*FRAGMENTO*
------------

Salid ahora mismo a comprarlo o sacarlo de la biblioteca. 


Ahora viene la parte difícil. ¿Cómo le dices a alguien que te cae fenomenal, que te parece adorable y brillante, que su nueva novela te ha parecido espantosa? ¿No se lo dices? ¿Mientes? Llevo un mes pensándolo pero es que yo no sirvo para mentir (en esto) y además creo que mi opinión va a ser una gotita de agua en un mar de halagos, cumplidos y loas de gente que ha encontrado la novela maravillosa. Quién sabe, a lo mejor soy yo la equivocada. Lo mejor es hacerlo por carta. 


«Querido Manuel, 


Sabes que te aprecio. Nos conocemos por amigos comunes y todas las veces que hemos coincidido ha sido un placer charlar contigo, intercambiar algunas risas y una vez te libré de presentar un libro horrible. Podría decirte, como hacen los cursis y los cobardes, que esto me duele más a mí que a ti, pero no es verdad. Sinceramente creo que a ti tampoco te va a doler porque estás teniendo un éxito impresionante del que me alegro sobremanera y no creo que mi opinión sincera vaya a perturbarlo. Espero, además, que agradezcas mi sinceridad o que, por lo menos, la próxima vez que nos veamos no me escupas. 


Mirafiori no me ha gustado nada. Nada de nada. Me he enfadado muchísimo mientras la leía porque quería que me gustara, quería poner en Instagram que me había chiflado y recomendarla para que la gente corriera a comprarla, pero no ha habido manera. No me he creído nada, ni a él, ni a ella. Miento: el capítulo en el que él, loco de celos, entra en una espiral de espionaje en redes digna de Jason Bourne sí me lo creí. ¿Por qué? Porque todos hemos estado ahí, todos hemos hecho eso. Tú eres más joven, pero yo incluso hice algo así en un mundo pre redes sociales. Ese agujero negro de obsesión es uno de los lugares más terribles al que nos lleva el final de una relación y uno de los más vergonzosos. Que lo hayas dejado escrito en Mirafiori sabiendo que todo el mundo, o mucha gente, va a pensar que es algo en cierta manera autobiográfico es un mérito que te reconozco. ¿El resto? Para mí es terrible. No quiero ahondar en lo que menos me ha gustado (la escena en la catedral de Santiago, en fin) porque creo sinceramente que eres un tío con muchísimo talento.  A lo mejor alguien me acusa de tener favoritismos, de no recrearme en esta crítica como me recreé en otras. Y tendrán razón, no me recreo porque te aprecio y porque esto es mi newsletter y despellejo lo que quiero. Enhorabuena por tu éxito, me alegro muchísimo.  Siempre asociaré tu libro al aeropuerto de Barajas, sé que no es una asociación preciosa pero tiene su encanto.»

------------

*DATOS GUARDADOS*

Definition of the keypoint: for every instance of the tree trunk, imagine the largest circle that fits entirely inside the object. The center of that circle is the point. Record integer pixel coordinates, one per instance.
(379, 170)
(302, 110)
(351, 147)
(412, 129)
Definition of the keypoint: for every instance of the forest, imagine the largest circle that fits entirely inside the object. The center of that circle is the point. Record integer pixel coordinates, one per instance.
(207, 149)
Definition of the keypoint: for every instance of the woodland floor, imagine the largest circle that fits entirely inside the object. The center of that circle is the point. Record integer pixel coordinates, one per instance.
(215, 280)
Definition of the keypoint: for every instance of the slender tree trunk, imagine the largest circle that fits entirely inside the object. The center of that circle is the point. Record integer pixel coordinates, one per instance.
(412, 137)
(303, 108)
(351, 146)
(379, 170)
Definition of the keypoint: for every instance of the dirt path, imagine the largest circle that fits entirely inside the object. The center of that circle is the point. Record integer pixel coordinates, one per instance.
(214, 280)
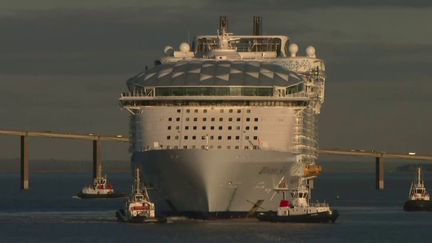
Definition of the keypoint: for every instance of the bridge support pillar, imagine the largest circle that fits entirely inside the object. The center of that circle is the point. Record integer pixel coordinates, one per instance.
(379, 173)
(25, 165)
(97, 159)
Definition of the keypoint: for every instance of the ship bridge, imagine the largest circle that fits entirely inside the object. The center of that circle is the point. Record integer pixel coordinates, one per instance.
(216, 78)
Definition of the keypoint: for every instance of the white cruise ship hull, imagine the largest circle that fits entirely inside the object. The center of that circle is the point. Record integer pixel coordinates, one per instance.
(205, 183)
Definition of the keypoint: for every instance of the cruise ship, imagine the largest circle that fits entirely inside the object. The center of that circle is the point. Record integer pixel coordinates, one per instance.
(218, 123)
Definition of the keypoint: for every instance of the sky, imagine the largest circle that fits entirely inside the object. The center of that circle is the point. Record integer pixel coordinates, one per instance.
(63, 65)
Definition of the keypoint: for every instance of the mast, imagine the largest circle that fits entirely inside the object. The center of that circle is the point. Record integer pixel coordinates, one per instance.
(419, 180)
(137, 181)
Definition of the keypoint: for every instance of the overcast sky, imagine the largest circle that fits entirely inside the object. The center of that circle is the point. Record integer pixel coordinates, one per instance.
(63, 65)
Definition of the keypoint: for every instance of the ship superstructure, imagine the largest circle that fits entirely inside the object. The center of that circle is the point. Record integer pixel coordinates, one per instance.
(218, 122)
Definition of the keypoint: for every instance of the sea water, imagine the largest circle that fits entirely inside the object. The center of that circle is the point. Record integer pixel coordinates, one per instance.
(48, 212)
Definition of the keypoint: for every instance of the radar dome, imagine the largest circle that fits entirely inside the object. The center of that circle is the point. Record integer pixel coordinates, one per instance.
(169, 51)
(184, 47)
(310, 51)
(293, 48)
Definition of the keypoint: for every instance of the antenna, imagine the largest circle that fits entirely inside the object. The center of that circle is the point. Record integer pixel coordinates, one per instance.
(257, 25)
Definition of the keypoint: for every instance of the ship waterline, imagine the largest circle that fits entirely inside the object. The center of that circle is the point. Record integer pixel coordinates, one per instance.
(211, 181)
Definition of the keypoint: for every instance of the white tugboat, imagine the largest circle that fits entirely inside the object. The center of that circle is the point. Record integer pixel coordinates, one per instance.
(100, 188)
(299, 209)
(419, 199)
(138, 208)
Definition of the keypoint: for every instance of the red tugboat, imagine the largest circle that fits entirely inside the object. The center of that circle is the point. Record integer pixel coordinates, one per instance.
(419, 199)
(138, 208)
(100, 188)
(300, 210)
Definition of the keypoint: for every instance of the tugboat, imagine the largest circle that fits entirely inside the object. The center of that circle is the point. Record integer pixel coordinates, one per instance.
(99, 189)
(138, 208)
(419, 199)
(300, 210)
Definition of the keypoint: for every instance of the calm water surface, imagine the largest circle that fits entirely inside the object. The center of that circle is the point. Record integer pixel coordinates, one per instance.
(49, 213)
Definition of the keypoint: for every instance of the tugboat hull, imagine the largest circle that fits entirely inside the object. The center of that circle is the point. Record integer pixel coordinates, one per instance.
(322, 217)
(122, 217)
(92, 196)
(418, 205)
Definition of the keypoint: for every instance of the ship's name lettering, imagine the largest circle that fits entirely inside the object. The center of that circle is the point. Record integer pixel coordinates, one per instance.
(299, 65)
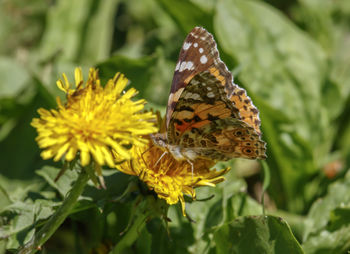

------------

*OBJETIVO DEL EJERCICIO*
Vuelve a escribir, sin cambiar nada, la parte del fragmento que está entre "Sabes que te" y "no me escupas.", ambos incluidos.

*RESULTADO*
Sabes que te aprecio. Nos conocemos por amigos comunes y todas las veces que hemos coincidido ha sido un placer charlar contigo, intercambiar algunas risas y una vez te libré de presentar un libro horrible. Podría decirte, como hacen los cursis y los cobardes, que esto me duele más a mí que a ti, pero no es verdad. Sinceramente creo que a ti tampoco te va a doler porque estás teniendo un éxito impresionante del que me alegro sobremanera y no creo que mi opinión sincera vaya a perturbarlo. Espero, además, que agradezcas mi sinceridad o que, por lo menos, la próxima vez que nos veamos no me escupas.